__Requirement__.
Begin with the first line below and retype each line exactly through the line containing "Could you point to the arched". Any pictures are to be left out.

========================

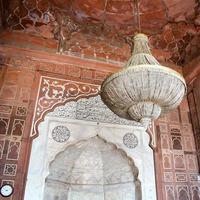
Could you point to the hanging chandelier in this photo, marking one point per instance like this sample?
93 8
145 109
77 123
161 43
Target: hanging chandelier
143 89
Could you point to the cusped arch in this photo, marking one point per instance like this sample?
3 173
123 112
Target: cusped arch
92 169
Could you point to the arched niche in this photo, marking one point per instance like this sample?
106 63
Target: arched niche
92 169
85 119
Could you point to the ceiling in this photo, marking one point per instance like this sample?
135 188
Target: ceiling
103 28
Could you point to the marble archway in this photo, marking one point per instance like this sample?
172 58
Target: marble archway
81 120
92 169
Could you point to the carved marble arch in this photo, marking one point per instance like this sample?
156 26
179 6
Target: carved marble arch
92 169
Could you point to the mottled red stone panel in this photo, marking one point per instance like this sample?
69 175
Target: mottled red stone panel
175 157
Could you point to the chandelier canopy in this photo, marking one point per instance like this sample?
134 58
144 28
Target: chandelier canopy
143 89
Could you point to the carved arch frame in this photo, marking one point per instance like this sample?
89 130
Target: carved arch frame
119 149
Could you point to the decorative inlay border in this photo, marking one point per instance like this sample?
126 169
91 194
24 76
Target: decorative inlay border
53 92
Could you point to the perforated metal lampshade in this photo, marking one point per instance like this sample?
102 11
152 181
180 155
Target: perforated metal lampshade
143 89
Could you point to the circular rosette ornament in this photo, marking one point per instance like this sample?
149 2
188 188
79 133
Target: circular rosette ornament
143 89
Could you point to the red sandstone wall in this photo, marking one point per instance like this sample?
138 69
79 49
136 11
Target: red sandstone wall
194 103
15 92
175 157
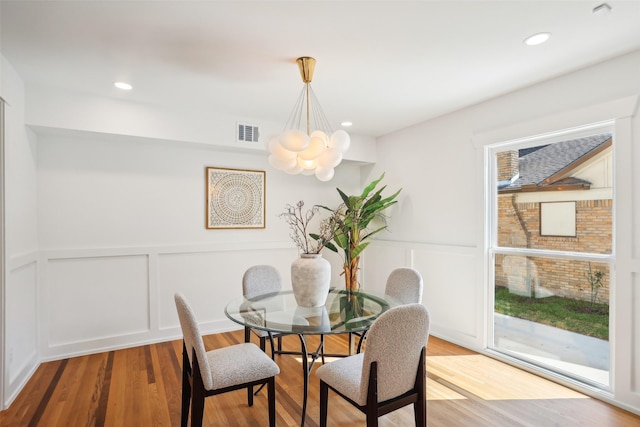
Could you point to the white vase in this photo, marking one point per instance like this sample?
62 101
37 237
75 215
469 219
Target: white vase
310 280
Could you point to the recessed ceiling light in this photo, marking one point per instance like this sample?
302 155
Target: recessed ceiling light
603 9
123 85
537 39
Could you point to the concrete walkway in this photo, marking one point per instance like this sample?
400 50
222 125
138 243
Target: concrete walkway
563 350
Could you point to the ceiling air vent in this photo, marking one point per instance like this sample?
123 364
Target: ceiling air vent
248 133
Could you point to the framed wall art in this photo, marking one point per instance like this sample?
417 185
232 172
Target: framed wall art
235 198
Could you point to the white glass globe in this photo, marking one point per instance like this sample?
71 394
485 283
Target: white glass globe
330 158
294 140
308 172
307 164
316 146
294 170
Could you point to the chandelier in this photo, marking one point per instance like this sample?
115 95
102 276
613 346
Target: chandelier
305 147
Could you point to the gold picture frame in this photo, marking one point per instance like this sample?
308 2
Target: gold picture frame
235 198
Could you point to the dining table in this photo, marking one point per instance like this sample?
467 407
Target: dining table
345 311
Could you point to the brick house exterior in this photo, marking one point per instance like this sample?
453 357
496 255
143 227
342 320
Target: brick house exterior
525 182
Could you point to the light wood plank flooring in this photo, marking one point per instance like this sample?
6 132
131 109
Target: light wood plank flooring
141 387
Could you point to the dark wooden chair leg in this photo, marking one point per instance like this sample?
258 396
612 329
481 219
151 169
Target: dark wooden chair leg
324 403
247 338
198 395
186 387
420 407
372 397
271 390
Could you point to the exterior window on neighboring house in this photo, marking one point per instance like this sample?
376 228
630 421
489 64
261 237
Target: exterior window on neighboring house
552 252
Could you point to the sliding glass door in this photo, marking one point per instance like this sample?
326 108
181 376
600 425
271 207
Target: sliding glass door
551 252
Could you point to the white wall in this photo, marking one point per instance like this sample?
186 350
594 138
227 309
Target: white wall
438 225
122 228
106 212
19 310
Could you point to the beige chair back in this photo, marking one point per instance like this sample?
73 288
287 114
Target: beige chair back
193 339
260 280
395 342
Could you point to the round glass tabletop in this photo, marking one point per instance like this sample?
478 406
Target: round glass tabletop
344 311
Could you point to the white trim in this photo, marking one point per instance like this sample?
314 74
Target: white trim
589 120
3 333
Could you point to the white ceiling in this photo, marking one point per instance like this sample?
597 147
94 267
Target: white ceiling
382 65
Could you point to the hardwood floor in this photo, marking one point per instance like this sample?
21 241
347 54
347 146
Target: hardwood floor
141 387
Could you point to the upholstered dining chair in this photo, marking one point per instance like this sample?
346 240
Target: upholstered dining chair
405 285
259 280
389 374
208 373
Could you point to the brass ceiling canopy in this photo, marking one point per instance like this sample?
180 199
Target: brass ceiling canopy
307 65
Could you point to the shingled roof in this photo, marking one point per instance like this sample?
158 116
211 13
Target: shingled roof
547 167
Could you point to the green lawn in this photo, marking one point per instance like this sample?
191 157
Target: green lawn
572 315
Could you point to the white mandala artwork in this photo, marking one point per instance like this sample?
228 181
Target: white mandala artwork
235 198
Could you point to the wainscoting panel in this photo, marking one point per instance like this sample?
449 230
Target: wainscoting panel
21 324
93 298
447 271
209 280
108 298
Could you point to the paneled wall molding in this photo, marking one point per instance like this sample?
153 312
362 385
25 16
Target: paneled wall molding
163 250
16 261
102 299
81 348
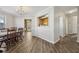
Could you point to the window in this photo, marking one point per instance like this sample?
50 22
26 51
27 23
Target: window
2 22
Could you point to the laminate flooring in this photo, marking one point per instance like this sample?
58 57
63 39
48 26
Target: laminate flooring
37 45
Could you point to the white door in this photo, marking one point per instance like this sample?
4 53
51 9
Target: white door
61 26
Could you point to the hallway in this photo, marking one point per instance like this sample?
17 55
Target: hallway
37 45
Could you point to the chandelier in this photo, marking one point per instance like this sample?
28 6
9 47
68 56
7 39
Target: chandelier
22 10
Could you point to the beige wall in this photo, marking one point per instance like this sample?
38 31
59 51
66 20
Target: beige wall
9 19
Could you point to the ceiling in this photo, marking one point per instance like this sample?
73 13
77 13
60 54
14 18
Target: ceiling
31 10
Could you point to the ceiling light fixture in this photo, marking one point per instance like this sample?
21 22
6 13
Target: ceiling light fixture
22 10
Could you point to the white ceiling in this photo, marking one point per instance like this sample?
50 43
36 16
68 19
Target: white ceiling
64 8
31 12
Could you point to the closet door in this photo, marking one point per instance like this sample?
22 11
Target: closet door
61 26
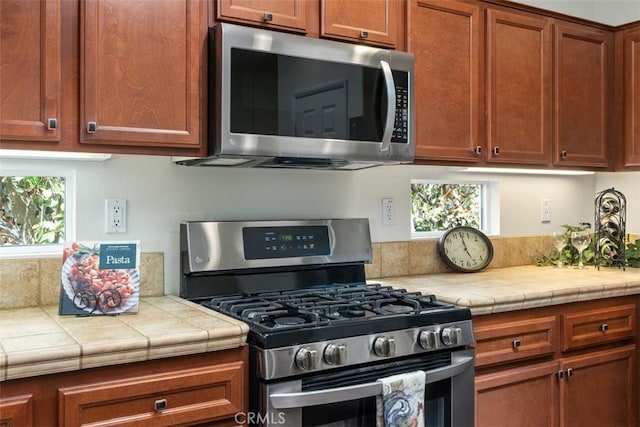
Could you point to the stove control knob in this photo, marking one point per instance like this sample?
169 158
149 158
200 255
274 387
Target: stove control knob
428 339
451 336
335 354
307 359
384 347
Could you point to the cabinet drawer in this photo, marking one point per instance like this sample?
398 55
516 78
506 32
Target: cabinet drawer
598 326
171 398
515 340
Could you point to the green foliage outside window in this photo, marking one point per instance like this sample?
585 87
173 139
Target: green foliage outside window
439 207
32 210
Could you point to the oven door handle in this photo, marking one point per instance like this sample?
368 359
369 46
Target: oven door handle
360 391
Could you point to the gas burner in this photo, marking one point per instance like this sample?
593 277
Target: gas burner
286 319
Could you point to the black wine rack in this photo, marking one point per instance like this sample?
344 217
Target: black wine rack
610 226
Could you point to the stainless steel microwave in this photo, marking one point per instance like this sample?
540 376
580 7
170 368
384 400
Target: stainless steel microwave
284 100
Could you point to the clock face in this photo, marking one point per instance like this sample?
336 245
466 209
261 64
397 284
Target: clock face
465 249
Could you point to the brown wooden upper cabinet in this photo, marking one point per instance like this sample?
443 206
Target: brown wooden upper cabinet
374 22
142 73
582 101
629 40
288 15
140 69
30 67
518 88
447 41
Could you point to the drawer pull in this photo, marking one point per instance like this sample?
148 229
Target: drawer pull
160 405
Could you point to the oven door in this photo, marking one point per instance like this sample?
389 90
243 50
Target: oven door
449 399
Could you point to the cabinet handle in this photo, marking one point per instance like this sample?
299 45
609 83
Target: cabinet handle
159 405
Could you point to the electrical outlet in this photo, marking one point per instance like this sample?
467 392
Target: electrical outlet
116 216
387 212
546 210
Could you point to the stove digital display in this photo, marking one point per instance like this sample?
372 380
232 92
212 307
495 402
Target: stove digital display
285 242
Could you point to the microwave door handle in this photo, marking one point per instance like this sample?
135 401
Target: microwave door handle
360 391
391 106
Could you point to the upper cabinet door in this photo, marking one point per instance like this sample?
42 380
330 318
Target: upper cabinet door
142 73
30 71
285 14
581 99
631 49
519 88
446 41
377 22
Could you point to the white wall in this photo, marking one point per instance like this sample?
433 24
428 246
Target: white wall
611 12
160 194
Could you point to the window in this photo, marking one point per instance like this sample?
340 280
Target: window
437 206
36 212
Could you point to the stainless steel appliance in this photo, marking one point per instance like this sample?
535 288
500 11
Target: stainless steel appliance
284 100
320 335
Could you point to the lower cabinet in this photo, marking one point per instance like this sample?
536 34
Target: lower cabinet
565 365
208 388
165 399
16 411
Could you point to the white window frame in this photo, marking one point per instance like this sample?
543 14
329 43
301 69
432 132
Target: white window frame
46 250
490 206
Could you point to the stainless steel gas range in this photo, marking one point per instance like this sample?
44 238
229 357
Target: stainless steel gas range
321 337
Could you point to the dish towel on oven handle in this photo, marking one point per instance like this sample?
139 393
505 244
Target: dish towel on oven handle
401 403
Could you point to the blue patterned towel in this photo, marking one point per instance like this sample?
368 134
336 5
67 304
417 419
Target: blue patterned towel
402 401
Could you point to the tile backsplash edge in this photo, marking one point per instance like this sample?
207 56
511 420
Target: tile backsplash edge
415 257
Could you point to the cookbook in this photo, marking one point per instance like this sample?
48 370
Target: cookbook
100 278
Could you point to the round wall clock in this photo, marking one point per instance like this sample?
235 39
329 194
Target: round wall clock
465 249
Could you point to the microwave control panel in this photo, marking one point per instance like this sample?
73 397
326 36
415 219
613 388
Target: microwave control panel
401 124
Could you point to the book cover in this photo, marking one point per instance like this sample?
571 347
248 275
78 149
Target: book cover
100 278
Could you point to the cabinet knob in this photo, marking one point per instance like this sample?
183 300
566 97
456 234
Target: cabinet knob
160 405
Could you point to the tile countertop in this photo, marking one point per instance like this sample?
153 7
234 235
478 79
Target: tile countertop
515 288
37 341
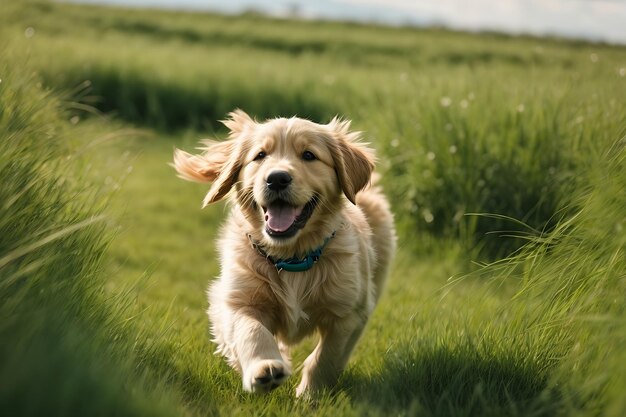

========================

__Your response__.
Could you point to the hanging chandelier in this photo, marking one point per instance like this sample?
93 8
145 109
77 123
161 43
Target: hanging chandelier
143 89
Could you point to the cusped arch in this photo, marking one point per instance like this sample?
3 173
123 112
Target: cusped arch
92 169
Could you point to the arched niche in this photo, marking one point per instance like this sample?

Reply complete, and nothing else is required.